(SET EXERCISE): Return each line of the data below that contains the string "coordinates", copied without changes.
=== EXERCISE INPUT ===
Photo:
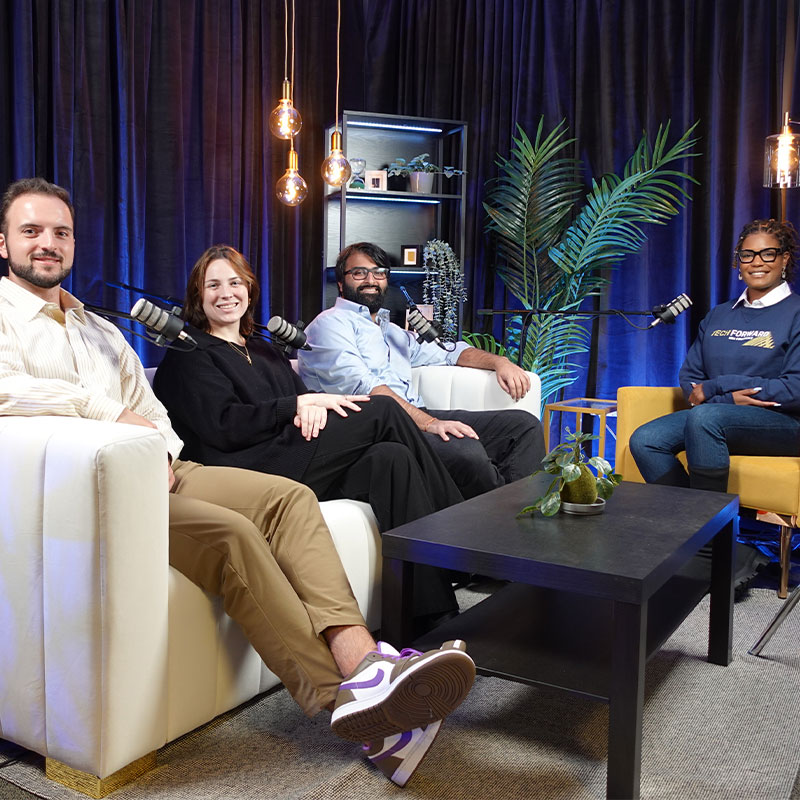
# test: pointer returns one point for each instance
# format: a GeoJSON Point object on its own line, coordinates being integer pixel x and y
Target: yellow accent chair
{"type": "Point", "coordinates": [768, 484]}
===
=== EXERCISE INPUT ===
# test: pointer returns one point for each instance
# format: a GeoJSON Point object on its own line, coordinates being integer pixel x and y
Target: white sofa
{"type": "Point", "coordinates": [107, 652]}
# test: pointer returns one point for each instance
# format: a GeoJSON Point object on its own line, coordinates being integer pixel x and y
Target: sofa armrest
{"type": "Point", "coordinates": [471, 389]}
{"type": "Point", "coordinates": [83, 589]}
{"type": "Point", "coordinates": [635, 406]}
===
(FULL SOLUTION):
# format: a GeoJSON Point object on its own line, coordinates being integer pixel x and y
{"type": "Point", "coordinates": [768, 484]}
# format: a GeoJSON Point object on its own line, coordinates being integer pixel x and y
{"type": "Point", "coordinates": [107, 652]}
# format: a GeoJSON Point object on its own line, coordinates being integer pixel x and y
{"type": "Point", "coordinates": [471, 389]}
{"type": "Point", "coordinates": [83, 589]}
{"type": "Point", "coordinates": [635, 406]}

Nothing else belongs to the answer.